The records below are to be copied word for word, with every picture left out.

+++ Given records +++

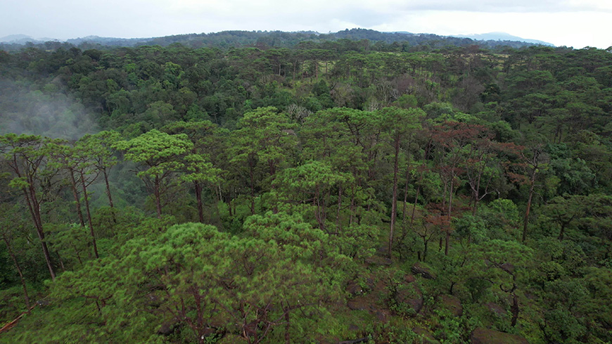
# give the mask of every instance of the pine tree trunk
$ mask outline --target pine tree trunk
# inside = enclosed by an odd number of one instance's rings
[[[89,234],[91,235],[91,243],[94,244],[94,254],[96,258],[99,258],[98,255],[98,245],[96,243],[96,234],[94,233],[94,223],[91,222],[91,212],[89,210],[89,197],[87,195],[87,186],[85,184],[85,176],[81,172],[81,184],[83,186],[83,198],[85,199],[85,210],[87,212],[87,221],[89,222]]]
[[[19,262],[17,261],[17,257],[15,253],[13,252],[13,248],[11,247],[11,243],[6,237],[3,236],[4,243],[6,244],[6,248],[8,250],[8,254],[13,259],[13,262],[15,264],[15,267],[17,269],[17,272],[19,273],[19,279],[21,281],[21,286],[23,288],[23,298],[25,299],[25,307],[27,312],[30,313],[30,296],[27,295],[27,286],[25,285],[25,279],[23,278],[23,273],[21,272],[21,267],[19,266]]]

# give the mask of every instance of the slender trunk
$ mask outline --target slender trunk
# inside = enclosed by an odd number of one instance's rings
[[[512,305],[510,307],[510,312],[512,313],[512,320],[510,321],[510,326],[514,327],[516,325],[516,320],[518,319],[518,298],[516,297],[516,293],[512,293]]]
[[[81,210],[81,200],[79,199],[79,193],[77,191],[77,181],[75,179],[75,172],[70,170],[70,189],[72,190],[72,196],[75,198],[75,203],[77,205],[77,215],[79,217],[79,222],[81,227],[85,227],[85,219],[83,218],[83,212]]]
[[[290,336],[291,324],[291,323],[289,321],[289,310],[287,310],[285,312],[285,344],[290,344],[291,343]]]
[[[453,188],[454,188],[454,179],[451,178],[450,179],[450,192],[449,193],[448,197],[448,223],[447,224],[446,227],[446,241],[444,246],[444,255],[448,255],[448,242],[450,241],[450,220],[451,220],[451,214],[452,213],[452,193],[453,193]]]
[[[389,230],[389,258],[391,257],[391,251],[393,248],[393,230],[395,227],[395,217],[397,215],[397,174],[399,174],[400,160],[400,135],[395,136],[395,161],[393,164],[393,196],[391,200],[391,226]]]
[[[480,178],[482,176],[482,173],[478,175],[478,181],[476,182],[476,188],[474,188],[473,196],[474,196],[474,205],[472,207],[472,216],[476,216],[476,208],[478,207],[478,201],[480,200]],[[485,188],[485,192],[486,193],[486,187]]]
[[[562,222],[562,223],[561,223],[561,231],[559,231],[559,241],[563,241],[563,234],[564,234],[564,233],[565,233],[565,229],[566,229],[566,224],[567,224],[567,222]]]
[[[404,205],[402,207],[402,224],[406,228],[406,202],[408,201],[408,178],[410,174],[410,168],[406,166],[406,183],[404,184]]]
[[[416,202],[419,201],[419,193],[421,191],[421,186],[416,187],[416,194],[414,196],[414,204],[412,205],[412,214],[410,215],[410,224],[414,222],[414,210],[416,210]]]
[[[196,188],[196,199],[198,200],[198,216],[200,218],[200,222],[204,223],[204,208],[202,205],[202,186],[198,181],[193,181],[193,186]]]
[[[23,273],[21,272],[21,267],[19,266],[19,262],[17,261],[17,257],[15,253],[13,252],[13,248],[11,247],[11,243],[6,237],[3,236],[4,243],[6,244],[6,248],[8,250],[8,254],[13,259],[13,262],[15,264],[15,267],[17,268],[17,272],[19,273],[19,279],[21,281],[21,286],[23,288],[23,297],[25,299],[25,307],[27,312],[30,313],[30,297],[27,295],[27,287],[25,285],[25,279],[23,278]]]
[[[24,189],[23,192],[25,193],[27,206],[30,209],[30,214],[32,215],[32,219],[34,220],[34,227],[36,227],[36,233],[38,235],[38,238],[40,239],[40,243],[42,246],[42,253],[44,255],[44,260],[46,262],[47,268],[49,268],[49,274],[51,274],[51,279],[55,281],[56,273],[53,271],[53,265],[51,264],[51,255],[49,254],[49,248],[45,241],[44,231],[42,229],[42,222],[40,216],[40,204],[38,203],[38,199],[36,197],[36,191],[34,190],[32,185],[32,184],[30,184],[30,186],[27,189]]]
[[[94,233],[94,224],[91,222],[91,212],[89,210],[89,197],[87,195],[87,186],[85,184],[85,176],[81,172],[81,184],[83,186],[83,198],[85,199],[85,210],[87,212],[87,221],[89,222],[89,234],[91,235],[91,243],[94,244],[94,254],[96,258],[99,258],[98,255],[98,245],[96,243],[96,234]]]
[[[250,174],[250,213],[255,215],[255,177],[253,165],[249,163],[249,174]]]
[[[339,234],[341,229],[340,208],[342,207],[342,186],[338,186],[338,210],[336,212],[336,231]]]
[[[162,200],[161,196],[160,196],[160,178],[158,176],[155,175],[155,190],[153,190],[153,193],[155,193],[155,208],[158,212],[158,218],[162,218]]]
[[[352,222],[354,221],[353,219],[355,219],[355,215],[356,215],[356,212],[357,212],[357,210],[355,209],[356,207],[355,207],[355,192],[356,192],[355,186],[353,186],[352,193],[351,196],[350,196],[350,217],[349,217],[349,219],[348,219],[349,226],[352,224]]]
[[[523,219],[523,242],[527,240],[527,224],[529,223],[529,211],[531,210],[531,200],[533,198],[533,187],[535,185],[535,172],[537,167],[534,167],[531,174],[531,183],[529,186],[529,197],[527,199],[527,209],[525,210],[525,217]]]
[[[102,174],[104,174],[104,183],[106,184],[106,196],[108,198],[108,205],[110,208],[115,208],[113,204],[113,197],[110,196],[110,186],[108,184],[108,174],[106,174],[106,169],[102,170]]]

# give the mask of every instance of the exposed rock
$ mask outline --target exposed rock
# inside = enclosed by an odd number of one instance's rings
[[[177,323],[174,322],[165,322],[162,324],[162,326],[160,326],[158,330],[158,334],[160,334],[162,336],[170,336],[174,332],[174,330],[178,327]]]
[[[428,279],[435,279],[435,273],[431,271],[431,268],[421,262],[416,262],[412,265],[412,273],[422,276]]]
[[[412,329],[412,331],[421,337],[416,340],[416,343],[423,344],[440,344],[440,342],[433,337],[431,332],[426,329],[422,327],[415,327]]]
[[[348,291],[351,296],[357,296],[362,293],[364,290],[358,283],[355,281],[351,281],[348,282],[348,285],[346,286],[346,291]]]
[[[376,319],[380,322],[387,322],[389,320],[389,312],[385,310],[381,310],[376,311],[374,313],[374,315],[376,317]]]
[[[366,258],[366,262],[373,265],[390,265],[393,264],[390,259],[384,257],[379,257],[378,255],[368,257]]]
[[[376,310],[376,303],[372,302],[372,299],[368,296],[357,296],[351,300],[349,300],[346,305],[351,310],[367,310],[374,311]]]
[[[506,315],[508,315],[508,311],[506,311],[505,308],[500,306],[499,305],[497,305],[497,303],[487,302],[485,304],[485,306],[487,307],[487,309],[489,310],[490,312],[495,315],[499,317],[506,317]]]
[[[516,334],[479,327],[472,332],[472,344],[529,344],[525,338]]]
[[[411,284],[407,288],[402,288],[395,295],[395,301],[397,303],[405,303],[414,310],[416,315],[423,309],[423,293],[414,284]]]
[[[461,301],[457,297],[452,295],[442,295],[440,297],[442,307],[448,310],[455,317],[461,317],[464,314]]]
[[[217,342],[217,344],[236,344],[239,343],[246,343],[246,340],[235,334],[226,334],[221,338],[221,340]]]
[[[416,278],[414,277],[414,275],[406,275],[404,276],[404,281],[405,281],[406,283],[412,283],[416,281]]]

+++

◆ Response below ◆
# give the mask of every instance of the pine tree trunk
$ mask outline --target pine tree trunk
# inside = enclosed by an odd number of one instance's rings
[[[89,234],[91,235],[91,243],[94,244],[94,254],[96,258],[99,258],[98,255],[98,245],[96,243],[96,234],[94,233],[94,223],[91,222],[91,212],[89,210],[89,197],[87,195],[87,186],[85,184],[85,176],[81,172],[81,184],[83,186],[83,198],[85,199],[85,210],[87,212],[87,221],[89,222]]]
[[[19,262],[17,261],[17,257],[15,253],[13,252],[13,248],[11,247],[11,243],[6,237],[3,236],[4,243],[6,244],[6,248],[8,250],[8,254],[13,259],[13,262],[15,264],[15,267],[17,269],[17,272],[19,273],[19,279],[21,281],[21,286],[23,288],[23,298],[25,299],[25,307],[27,312],[30,313],[30,296],[27,295],[27,286],[25,285],[25,279],[23,278],[23,273],[21,272],[21,267],[19,266]]]

# give the mask of every instance of the slender trunk
$ mask outline --target slender trunk
# inside = enclosed by an odd number of one instance's rings
[[[512,305],[510,307],[510,312],[512,313],[512,320],[510,321],[510,326],[514,327],[516,325],[516,320],[518,319],[518,298],[516,297],[516,293],[512,293]]]
[[[81,210],[81,200],[79,199],[79,193],[77,191],[77,181],[75,179],[75,172],[70,170],[70,189],[72,190],[72,196],[75,198],[75,203],[77,205],[77,215],[79,217],[79,222],[81,227],[85,227],[85,219],[83,218],[83,212]]]
[[[290,336],[291,324],[291,323],[289,321],[289,310],[287,310],[285,312],[285,344],[290,344],[291,343]]]
[[[453,188],[454,188],[454,179],[451,178],[450,179],[450,192],[449,193],[448,197],[448,223],[447,224],[446,227],[446,241],[444,246],[444,255],[448,255],[448,242],[450,241],[450,220],[451,220],[451,214],[452,213],[452,193],[453,193]]]
[[[389,230],[389,258],[391,257],[391,251],[393,248],[393,230],[395,227],[395,217],[397,215],[397,174],[399,174],[400,160],[400,135],[395,136],[395,161],[393,164],[393,196],[391,200],[391,226]]]
[[[480,178],[482,176],[482,173],[478,175],[478,181],[476,182],[476,188],[474,188],[473,196],[474,196],[474,205],[472,207],[472,216],[476,216],[476,208],[478,207],[478,201],[480,200]],[[485,188],[485,192],[486,193],[486,187]]]
[[[562,222],[562,223],[561,223],[561,231],[559,231],[559,241],[563,241],[563,234],[564,234],[564,233],[565,233],[565,229],[566,229],[566,224],[567,224],[567,222]]]
[[[404,205],[402,207],[402,224],[406,228],[406,202],[408,201],[408,178],[410,174],[410,168],[406,166],[406,183],[404,184]]]
[[[416,202],[419,201],[419,193],[421,191],[421,186],[416,187],[416,194],[414,196],[414,204],[412,205],[412,214],[410,215],[410,224],[414,222],[414,210],[416,210]]]
[[[196,188],[196,199],[198,200],[198,216],[200,218],[200,222],[204,223],[204,208],[202,205],[202,186],[198,181],[193,181],[193,186]]]
[[[23,273],[21,272],[21,267],[19,266],[19,262],[17,261],[17,257],[15,253],[13,252],[13,248],[11,247],[11,243],[6,237],[3,236],[4,243],[6,244],[6,248],[8,250],[8,254],[13,259],[13,262],[15,264],[15,267],[17,268],[17,272],[19,273],[19,279],[21,281],[21,286],[23,288],[23,297],[25,299],[25,307],[27,312],[30,313],[30,297],[27,295],[27,287],[25,285],[25,279],[23,278]]]
[[[24,189],[23,192],[25,193],[27,206],[30,209],[30,214],[32,215],[32,219],[34,220],[34,227],[36,227],[36,233],[38,235],[38,238],[40,239],[40,243],[42,246],[42,253],[44,255],[44,260],[46,262],[47,268],[49,268],[49,274],[51,274],[51,279],[55,281],[56,273],[53,271],[53,265],[51,264],[51,255],[49,254],[49,248],[45,241],[44,231],[42,229],[42,222],[40,216],[40,204],[38,203],[38,199],[36,197],[36,191],[34,190],[32,185],[32,184],[30,184],[30,186],[27,189]]]
[[[94,233],[94,224],[91,222],[91,212],[89,210],[89,197],[87,195],[87,186],[85,184],[85,176],[81,172],[81,184],[83,186],[83,198],[85,199],[85,210],[87,212],[87,221],[89,222],[89,234],[91,235],[91,243],[94,244],[94,254],[96,258],[99,258],[98,255],[98,245],[96,243],[96,234]]]
[[[250,174],[250,213],[255,215],[255,177],[253,165],[249,163],[249,174]]]
[[[339,234],[341,229],[340,208],[342,207],[342,186],[338,186],[338,210],[336,212],[336,231]]]
[[[162,200],[161,196],[160,196],[160,178],[158,176],[155,175],[155,190],[153,190],[153,193],[155,193],[155,208],[158,212],[158,218],[162,218]]]
[[[352,222],[354,221],[353,219],[355,219],[355,215],[356,215],[356,212],[357,212],[357,210],[355,209],[356,207],[355,207],[355,192],[356,192],[355,186],[353,186],[352,193],[351,196],[350,196],[350,217],[349,217],[349,219],[348,219],[349,226],[352,224]]]
[[[523,219],[523,242],[527,240],[527,224],[529,223],[529,211],[531,210],[531,200],[533,198],[533,187],[535,185],[535,172],[537,167],[534,167],[531,174],[531,183],[529,186],[529,197],[527,199],[527,209],[525,210],[525,217]]]
[[[102,174],[104,174],[104,183],[106,184],[106,196],[108,198],[108,205],[110,208],[115,208],[113,204],[113,197],[110,196],[110,186],[108,184],[108,174],[106,174],[106,169],[102,170]]]

# give the mask of every instance of the exposed rock
$ mask outline --target exposed rock
# inside = enclosed by an odd number of one instance's rings
[[[177,323],[174,322],[165,322],[162,324],[162,326],[160,326],[158,330],[158,334],[160,334],[162,336],[170,336],[174,332],[174,330],[178,327]]]
[[[428,279],[435,279],[435,273],[431,271],[431,268],[421,262],[416,262],[412,265],[412,273],[422,276]]]
[[[412,329],[412,331],[421,337],[416,340],[416,343],[423,344],[440,344],[440,342],[433,337],[431,332],[426,329],[422,327],[415,327]]]
[[[348,291],[351,296],[357,296],[362,293],[364,290],[358,283],[355,281],[351,281],[348,282],[348,285],[346,286],[346,291]]]
[[[376,319],[380,322],[387,322],[389,320],[389,312],[385,310],[381,310],[376,311],[374,313],[374,315],[376,317]]]
[[[366,258],[366,262],[373,265],[390,265],[393,264],[390,259],[384,257],[379,257],[378,255],[368,257]]]
[[[376,310],[376,303],[372,302],[372,299],[368,296],[357,296],[351,300],[349,300],[346,305],[351,310],[367,310],[374,311]]]
[[[506,315],[508,315],[508,311],[506,311],[505,308],[500,306],[499,305],[497,305],[497,303],[487,302],[485,304],[485,306],[487,307],[487,309],[489,310],[490,312],[495,315],[499,317],[506,317]]]
[[[516,334],[479,327],[472,332],[472,344],[529,344],[525,338]]]
[[[411,284],[407,288],[402,288],[395,295],[395,301],[397,303],[405,303],[414,310],[416,315],[423,309],[423,293],[414,284]]]
[[[461,301],[457,297],[452,295],[442,295],[440,297],[442,307],[448,310],[455,317],[461,317],[464,314]]]
[[[217,342],[217,344],[236,344],[239,343],[246,343],[246,340],[235,334],[226,334],[221,338],[221,340]]]
[[[416,278],[414,277],[414,275],[406,275],[404,276],[404,281],[405,281],[406,283],[412,283],[416,281]]]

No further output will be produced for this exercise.